• **指示内容 1**: 記録から、文字列「would」を含む行をすべて抜き出してください。

斉藤由貴、HQCD盤とUHQCD盤の違い


過去に何度か触れていますが、私は歌手・斉藤由貴の大ファンです。


斉藤由貴のアルバムは過去に何度も再販され、ファンは当然のように都度、買わせていただく訳ですが、その中で冒頭の画像に示した再販「HQCD盤」と「UHQCD盤」の商品区別が曖昧・混同した記載がネット上で散見されます。

以下、私の認識であるため誤りがあるかも知れませんが、2009年発売「HQCD盤」と2016年発売「UHQCD盤」の違い、とりわけ音質面での違いについて紹介します(かなりマニアックな記事です・・・)。

  


上記は「HQCD盤」(2009年)と「UHQCD盤」(2016年)の音質比較を行なったものです(因みに上記動画の左側に誤記があります。「HQCD盤」のMAYはアルバム「Yuki’s Museum」再販に収録されたものです)。

・・・ど、どうでしょう、差は感じられたでしょうか。(^_^; )

かな〜り微妙ですが「UHQCD盤」(2016年)の方が気持ち若干繊細で解像度のある音色になっています(ヘッドフォンで聴いて辛うじて分かるかどうかの違い)。良い意味でUHQCD盤はオリジナルを弄り過ぎないリマスタリングと分かります。

• **指示内容 2**:
引用文について、次の問いに答えてください。
(a) 「HQCD盤」は何年に発売されたか。
(b) 「UHQCD盤」は何年に発売されたか。
(c) 両者の音質の違いは、どのように聴けば辛うじて分かるかどうかとされているか。

• **入力データ**:
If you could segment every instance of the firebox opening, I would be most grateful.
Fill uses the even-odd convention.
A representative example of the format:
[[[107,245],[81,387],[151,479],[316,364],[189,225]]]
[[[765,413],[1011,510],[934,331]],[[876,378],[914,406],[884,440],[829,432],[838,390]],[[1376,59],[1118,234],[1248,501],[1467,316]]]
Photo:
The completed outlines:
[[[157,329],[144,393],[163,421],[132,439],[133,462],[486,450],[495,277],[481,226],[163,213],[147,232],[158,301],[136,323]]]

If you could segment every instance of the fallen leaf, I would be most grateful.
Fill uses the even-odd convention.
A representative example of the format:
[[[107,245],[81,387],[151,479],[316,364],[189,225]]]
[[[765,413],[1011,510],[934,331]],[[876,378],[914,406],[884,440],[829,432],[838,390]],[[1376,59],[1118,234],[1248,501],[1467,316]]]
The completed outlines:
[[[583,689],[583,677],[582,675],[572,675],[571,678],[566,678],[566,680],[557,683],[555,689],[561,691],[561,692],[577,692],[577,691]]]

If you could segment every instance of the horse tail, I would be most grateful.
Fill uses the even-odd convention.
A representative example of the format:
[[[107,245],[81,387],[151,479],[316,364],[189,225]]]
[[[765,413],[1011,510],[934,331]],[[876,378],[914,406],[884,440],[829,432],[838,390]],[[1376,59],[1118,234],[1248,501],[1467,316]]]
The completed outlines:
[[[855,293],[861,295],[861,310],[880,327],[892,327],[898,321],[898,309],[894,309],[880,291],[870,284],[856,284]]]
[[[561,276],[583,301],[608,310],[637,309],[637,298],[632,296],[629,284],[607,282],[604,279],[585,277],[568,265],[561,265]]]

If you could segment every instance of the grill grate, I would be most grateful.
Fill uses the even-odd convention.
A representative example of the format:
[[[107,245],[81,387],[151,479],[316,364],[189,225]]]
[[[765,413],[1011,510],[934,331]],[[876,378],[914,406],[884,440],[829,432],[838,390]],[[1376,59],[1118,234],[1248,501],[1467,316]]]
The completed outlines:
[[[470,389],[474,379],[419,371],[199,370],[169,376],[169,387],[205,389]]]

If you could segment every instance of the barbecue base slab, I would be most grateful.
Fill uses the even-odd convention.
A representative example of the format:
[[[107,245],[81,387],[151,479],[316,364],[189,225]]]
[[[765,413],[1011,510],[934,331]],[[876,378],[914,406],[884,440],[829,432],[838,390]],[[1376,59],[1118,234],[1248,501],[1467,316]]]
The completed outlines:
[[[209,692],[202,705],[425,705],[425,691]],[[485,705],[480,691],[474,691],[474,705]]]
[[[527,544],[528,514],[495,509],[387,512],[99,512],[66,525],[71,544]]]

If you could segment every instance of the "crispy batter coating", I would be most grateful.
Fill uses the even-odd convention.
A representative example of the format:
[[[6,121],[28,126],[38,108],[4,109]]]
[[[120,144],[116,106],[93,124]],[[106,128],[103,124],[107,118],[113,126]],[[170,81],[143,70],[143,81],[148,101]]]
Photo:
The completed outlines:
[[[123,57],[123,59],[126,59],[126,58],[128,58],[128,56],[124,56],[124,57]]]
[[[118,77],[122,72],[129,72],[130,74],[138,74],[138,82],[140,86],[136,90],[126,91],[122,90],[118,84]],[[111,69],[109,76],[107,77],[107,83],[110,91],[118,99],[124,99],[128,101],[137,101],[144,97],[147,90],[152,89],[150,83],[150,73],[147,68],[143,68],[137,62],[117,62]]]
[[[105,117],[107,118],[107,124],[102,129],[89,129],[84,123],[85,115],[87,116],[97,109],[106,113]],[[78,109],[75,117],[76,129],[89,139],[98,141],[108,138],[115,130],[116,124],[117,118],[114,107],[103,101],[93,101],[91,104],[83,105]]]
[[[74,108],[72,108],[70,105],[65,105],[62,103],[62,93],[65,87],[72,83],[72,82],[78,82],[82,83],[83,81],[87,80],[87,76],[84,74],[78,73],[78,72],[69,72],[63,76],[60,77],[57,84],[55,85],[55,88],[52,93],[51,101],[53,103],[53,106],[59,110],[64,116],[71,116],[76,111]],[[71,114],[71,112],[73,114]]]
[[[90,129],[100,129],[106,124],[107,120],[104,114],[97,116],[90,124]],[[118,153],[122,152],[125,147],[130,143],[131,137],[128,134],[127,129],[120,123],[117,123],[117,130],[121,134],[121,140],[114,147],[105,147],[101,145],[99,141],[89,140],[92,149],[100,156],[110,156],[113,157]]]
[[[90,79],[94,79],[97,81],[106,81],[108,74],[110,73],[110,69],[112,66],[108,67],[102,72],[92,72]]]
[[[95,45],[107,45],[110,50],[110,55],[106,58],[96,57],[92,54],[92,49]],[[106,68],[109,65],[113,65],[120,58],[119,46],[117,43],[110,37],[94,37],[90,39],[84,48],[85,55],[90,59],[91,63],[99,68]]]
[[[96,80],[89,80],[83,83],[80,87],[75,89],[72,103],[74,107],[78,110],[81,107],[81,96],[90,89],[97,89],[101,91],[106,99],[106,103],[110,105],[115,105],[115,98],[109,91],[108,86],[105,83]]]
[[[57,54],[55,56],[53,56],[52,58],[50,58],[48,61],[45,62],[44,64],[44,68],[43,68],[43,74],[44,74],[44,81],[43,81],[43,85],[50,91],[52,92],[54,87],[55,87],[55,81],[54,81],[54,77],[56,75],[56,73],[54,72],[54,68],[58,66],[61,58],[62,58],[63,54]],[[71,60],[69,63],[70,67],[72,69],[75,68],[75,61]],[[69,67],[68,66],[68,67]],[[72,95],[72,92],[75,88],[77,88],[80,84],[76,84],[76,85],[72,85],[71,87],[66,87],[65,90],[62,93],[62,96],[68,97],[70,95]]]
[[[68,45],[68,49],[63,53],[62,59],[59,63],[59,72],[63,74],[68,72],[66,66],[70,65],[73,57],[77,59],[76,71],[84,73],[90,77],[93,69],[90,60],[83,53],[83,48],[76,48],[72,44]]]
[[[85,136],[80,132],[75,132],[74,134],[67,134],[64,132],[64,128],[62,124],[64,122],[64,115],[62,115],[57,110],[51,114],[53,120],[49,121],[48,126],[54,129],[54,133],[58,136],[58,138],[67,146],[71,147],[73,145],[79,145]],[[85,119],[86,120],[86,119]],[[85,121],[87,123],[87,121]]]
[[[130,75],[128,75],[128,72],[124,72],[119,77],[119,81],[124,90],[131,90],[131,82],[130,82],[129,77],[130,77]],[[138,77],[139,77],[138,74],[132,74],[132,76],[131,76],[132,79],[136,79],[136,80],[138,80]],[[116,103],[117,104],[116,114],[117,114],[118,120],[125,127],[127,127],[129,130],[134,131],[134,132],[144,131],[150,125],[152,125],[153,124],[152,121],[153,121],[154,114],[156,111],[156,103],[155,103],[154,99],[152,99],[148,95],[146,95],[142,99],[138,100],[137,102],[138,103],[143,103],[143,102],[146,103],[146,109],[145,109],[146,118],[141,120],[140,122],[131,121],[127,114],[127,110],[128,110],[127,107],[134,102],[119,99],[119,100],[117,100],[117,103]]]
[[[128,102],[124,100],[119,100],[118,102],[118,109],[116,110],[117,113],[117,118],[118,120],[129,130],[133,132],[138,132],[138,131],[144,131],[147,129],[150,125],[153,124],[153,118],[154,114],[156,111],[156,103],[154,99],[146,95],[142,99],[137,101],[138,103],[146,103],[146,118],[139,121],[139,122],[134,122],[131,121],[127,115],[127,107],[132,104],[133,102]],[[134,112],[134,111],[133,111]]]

• **解答例 1**:
If you could segment every instance of the firebox opening, I would be most grateful.
If you could segment every instance of the fallen leaf, I would be most grateful.
If you could segment every instance of the horse tail, I would be most grateful.
If you could segment every instance of the grill grate, I would be most grateful.
If you could segment every instance of the barbecue base slab, I would be most grateful.
If you could segment every instance of the "crispy batter coating", I would be most grateful.

• **解答例 2**:
(a) 2009年
(b) 2016年
(c) ヘッドフォンで聴いて